- GIVEN RECORDS
════════════════════

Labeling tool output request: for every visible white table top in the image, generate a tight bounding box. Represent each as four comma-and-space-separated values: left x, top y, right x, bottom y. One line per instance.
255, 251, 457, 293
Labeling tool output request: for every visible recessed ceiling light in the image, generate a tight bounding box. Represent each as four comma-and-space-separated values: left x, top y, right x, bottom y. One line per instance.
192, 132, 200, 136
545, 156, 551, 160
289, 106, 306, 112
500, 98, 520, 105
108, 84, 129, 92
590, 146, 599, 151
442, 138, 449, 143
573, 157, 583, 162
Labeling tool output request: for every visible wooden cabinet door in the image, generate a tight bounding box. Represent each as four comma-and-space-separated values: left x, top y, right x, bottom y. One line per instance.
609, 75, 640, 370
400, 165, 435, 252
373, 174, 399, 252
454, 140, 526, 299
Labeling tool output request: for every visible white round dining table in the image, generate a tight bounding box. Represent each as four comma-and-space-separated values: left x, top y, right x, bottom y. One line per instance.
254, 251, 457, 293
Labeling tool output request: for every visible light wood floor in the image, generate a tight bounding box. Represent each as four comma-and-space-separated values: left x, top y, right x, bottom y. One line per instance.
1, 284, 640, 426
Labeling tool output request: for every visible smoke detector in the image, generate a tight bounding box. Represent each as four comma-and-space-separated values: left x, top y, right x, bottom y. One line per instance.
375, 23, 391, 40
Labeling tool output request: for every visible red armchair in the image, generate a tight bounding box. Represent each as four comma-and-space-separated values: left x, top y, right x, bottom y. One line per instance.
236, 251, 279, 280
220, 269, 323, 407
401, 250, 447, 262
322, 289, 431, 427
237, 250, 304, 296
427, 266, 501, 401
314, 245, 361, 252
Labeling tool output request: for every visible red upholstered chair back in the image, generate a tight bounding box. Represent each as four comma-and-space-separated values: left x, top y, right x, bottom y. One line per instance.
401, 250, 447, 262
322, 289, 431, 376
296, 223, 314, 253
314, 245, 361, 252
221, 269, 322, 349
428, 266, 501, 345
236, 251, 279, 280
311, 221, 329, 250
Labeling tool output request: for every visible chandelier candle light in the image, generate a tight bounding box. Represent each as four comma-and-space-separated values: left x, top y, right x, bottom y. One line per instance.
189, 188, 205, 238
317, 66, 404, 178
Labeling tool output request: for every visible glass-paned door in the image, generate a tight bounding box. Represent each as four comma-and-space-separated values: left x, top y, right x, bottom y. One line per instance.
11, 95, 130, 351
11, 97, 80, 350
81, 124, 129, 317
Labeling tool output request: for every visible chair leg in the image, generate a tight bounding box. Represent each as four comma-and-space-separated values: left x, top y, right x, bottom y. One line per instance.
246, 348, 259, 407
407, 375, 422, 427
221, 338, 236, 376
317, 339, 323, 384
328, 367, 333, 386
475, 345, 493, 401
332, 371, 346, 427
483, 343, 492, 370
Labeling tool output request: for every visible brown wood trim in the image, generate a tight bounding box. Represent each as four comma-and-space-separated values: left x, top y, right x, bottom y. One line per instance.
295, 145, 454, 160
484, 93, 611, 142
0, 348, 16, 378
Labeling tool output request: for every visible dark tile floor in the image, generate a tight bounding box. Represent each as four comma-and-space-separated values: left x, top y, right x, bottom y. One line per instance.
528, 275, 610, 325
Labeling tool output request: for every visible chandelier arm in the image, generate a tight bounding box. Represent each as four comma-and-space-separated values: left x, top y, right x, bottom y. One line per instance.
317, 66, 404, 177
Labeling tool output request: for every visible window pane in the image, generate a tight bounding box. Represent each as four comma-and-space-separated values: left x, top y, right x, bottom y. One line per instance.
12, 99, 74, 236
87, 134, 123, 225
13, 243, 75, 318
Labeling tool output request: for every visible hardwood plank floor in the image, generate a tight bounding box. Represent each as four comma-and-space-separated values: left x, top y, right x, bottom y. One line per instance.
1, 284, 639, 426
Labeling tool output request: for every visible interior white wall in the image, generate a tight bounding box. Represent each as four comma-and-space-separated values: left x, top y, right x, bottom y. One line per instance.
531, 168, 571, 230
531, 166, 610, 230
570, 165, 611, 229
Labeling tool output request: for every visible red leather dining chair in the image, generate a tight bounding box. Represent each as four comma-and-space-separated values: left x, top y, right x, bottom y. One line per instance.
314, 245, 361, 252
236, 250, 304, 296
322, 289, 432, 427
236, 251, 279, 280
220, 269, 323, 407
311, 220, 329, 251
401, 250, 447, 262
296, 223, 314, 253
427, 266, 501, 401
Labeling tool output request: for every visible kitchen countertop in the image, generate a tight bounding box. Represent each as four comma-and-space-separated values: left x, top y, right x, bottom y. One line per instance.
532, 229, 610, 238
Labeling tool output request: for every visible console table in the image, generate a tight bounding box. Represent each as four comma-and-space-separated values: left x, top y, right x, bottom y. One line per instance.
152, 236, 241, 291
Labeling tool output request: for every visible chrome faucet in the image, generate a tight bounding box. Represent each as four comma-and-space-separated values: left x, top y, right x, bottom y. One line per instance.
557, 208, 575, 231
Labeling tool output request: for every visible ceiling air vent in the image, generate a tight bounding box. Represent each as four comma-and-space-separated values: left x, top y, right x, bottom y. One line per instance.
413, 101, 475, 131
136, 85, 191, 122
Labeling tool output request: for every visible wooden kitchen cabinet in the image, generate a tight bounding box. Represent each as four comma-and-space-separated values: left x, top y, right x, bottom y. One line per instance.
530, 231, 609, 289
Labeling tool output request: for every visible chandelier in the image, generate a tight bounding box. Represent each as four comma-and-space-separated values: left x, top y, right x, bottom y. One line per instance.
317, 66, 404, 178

════════════════════

- TASK TO COMPLETE
The whole of the data must be given again, exactly as shown.

- OUTPUT BELOW
Labeling tool output request: for every visible white table top in the image, generate a tight bounding box. Represent each as four comma-and-space-separated values: left x, top y, right x, bottom y. One line per instance.
255, 251, 457, 293
Labeling tool output request: for every visible recessed ceiling light in the image, generate a tight bounding box. Represent each as four comma-and-space-separated values: left x, top y, right x, bottom y. One line per instance.
192, 132, 200, 136
545, 156, 551, 160
289, 106, 306, 112
500, 98, 520, 105
108, 84, 129, 92
590, 146, 599, 151
442, 138, 449, 143
573, 157, 583, 162
Labeling tool output request: for every visible wooden cabinet door in the image, generate a tight bounding box. Represent each as four comma-and-space-separated values: left x, top y, right x, bottom y. One line per instance.
609, 75, 640, 370
400, 165, 435, 252
373, 174, 399, 252
454, 140, 526, 299
Labeling tool output request: for every visible white round dining table in the image, generate a tight bounding box. Represent each as four comma-and-space-separated values: left x, top y, right x, bottom y. One line per instance.
254, 251, 457, 293
Labeling tool output request: for every visible light wood floor in the image, generate a tight bounding box. Represent each as four comma-and-space-separated values: left x, top y, right x, bottom y. One line per instance.
1, 284, 640, 426
Labeling tool output request: for every visible smoke detector in the image, generate a tight bounding box. Represent each as four comma-and-space-separated values: left x, top y, right x, bottom y. One line per instance.
375, 23, 391, 40
Labeling tool output request: for every visible red armchair in the image, generate a tight bounding box. Represent each as four comma-and-space-separated values: left x, top y, right x, bottom y. One line per instance.
236, 251, 279, 280
220, 269, 323, 407
401, 250, 447, 262
322, 289, 431, 427
237, 250, 304, 296
427, 266, 501, 401
314, 245, 361, 252
Labeling tool output request: for every visible red upholstered chair back in the image, generate a tight bounding box. Represent each as four comma-and-space-separated values: left x, top y, right x, bottom y. One line per instance.
401, 250, 447, 262
322, 289, 431, 376
296, 223, 314, 253
314, 245, 361, 252
221, 269, 322, 349
428, 266, 501, 345
236, 251, 279, 280
311, 221, 329, 250
Labeling tool output request: for every visible chandelier candle light in the image, generate a tight bounding box. Represent each as four comma-and-space-separated values: left x, top y, right x, bottom y. One line per instance.
189, 188, 205, 238
317, 66, 404, 178
Labeling tool output request: for every visible glass-paned door in the image, generate a tight bounding box. Represent each as four comma-and-space-separated values: left x, top y, right x, bottom y. One line per instance.
11, 95, 130, 351
11, 97, 80, 350
81, 124, 129, 317
Labeling tool output request: for every visible chair leg in the image, generate a tight bounding box. Represent each as four comma-and-space-separated values: left x, top y, right x, bottom y. One line per instance.
246, 348, 259, 407
407, 375, 422, 427
221, 338, 236, 376
317, 339, 323, 384
328, 367, 333, 386
475, 345, 493, 401
332, 371, 346, 427
483, 343, 492, 370
Labeling tool output request: for every visible brown wood trim in the image, generate a tight bounding box. Represent each as four comma-and-space-separated values: left x, top y, right x, bottom y. One line per instance.
295, 145, 454, 160
484, 93, 611, 142
0, 348, 16, 378
Labeling tool output request: for every visible dark tile floor in the image, generate a tight bounding box. Represent each as four comma-and-space-separated values: left x, top y, right x, bottom y. One line per instance.
528, 275, 610, 325
Labeling tool output request: for every visible chandelier arm in the image, generate a tight bounding box. Represent each as four comma-and-space-separated values: left x, top y, right x, bottom y. One line per instance.
317, 66, 404, 177
Labeling tool output request: for every visible window pane in the image, generate a tight bounding box. Represent each as four comma-and-space-separated values: left x, top y, right x, bottom y. One line per instance.
12, 99, 74, 236
87, 134, 123, 225
13, 243, 75, 318
Labeling tool output request: for every visible hardwood plank floor in the image, generate a tight bounding box. Represent each as four comma-and-space-separated values: left x, top y, right x, bottom y. One line per instance.
1, 284, 639, 426
Labeling tool output request: for every visible interior white wall in the image, generate a tight bounding box. Represent each as four comma-and-space-separated values: left x, top y, right x, bottom y. One line per instance.
531, 168, 571, 230
531, 166, 610, 230
570, 165, 611, 229
Labeling tool output request: for every visible red leather dining chair in the image, generate a tight bounding box. Represent each as four comma-and-space-separated values: left x, top y, right x, bottom y. One line per instance.
314, 245, 361, 252
236, 250, 304, 296
322, 289, 432, 427
236, 251, 279, 280
220, 269, 323, 407
311, 220, 329, 251
401, 250, 447, 262
296, 223, 314, 253
427, 266, 501, 401
Labeling tool output request: for every visible kitchen countertop in the image, generate a tight bounding box. Represent each as four comma-and-space-separated values: left x, top y, right x, bottom y. One line per instance.
532, 229, 610, 238
Labeling tool output request: for every visible console table in the image, generate a tight bounding box. Represent each as four comma-and-space-separated values: left x, top y, right x, bottom y. One line per instance.
152, 236, 241, 291
Labeling tool output request: for every visible chrome faucet in the image, generate a tight bounding box. Represent each as four comma-and-space-separated values: left x, top y, right x, bottom y. One line per instance.
557, 208, 575, 231
Labeling tool output request: for every visible ceiling air vent in the image, generate a tight bounding box. Represent each as four comma-and-space-separated values: left x, top y, right x, bottom y. One line per instance.
413, 101, 475, 131
136, 85, 191, 122
Labeling tool output request: for every visible wooden kitchen cabinet in the image, generate a tight bounding box. Represent each as four comma-and-space-separated values: left x, top y, right x, bottom y. One line per instance.
530, 231, 609, 289
Labeling tool output request: for every visible chandelier in the image, generate a tight bounding box. Represent each as four comma-and-space-separated values: left x, top y, right x, bottom y. One line per instance.
317, 66, 404, 178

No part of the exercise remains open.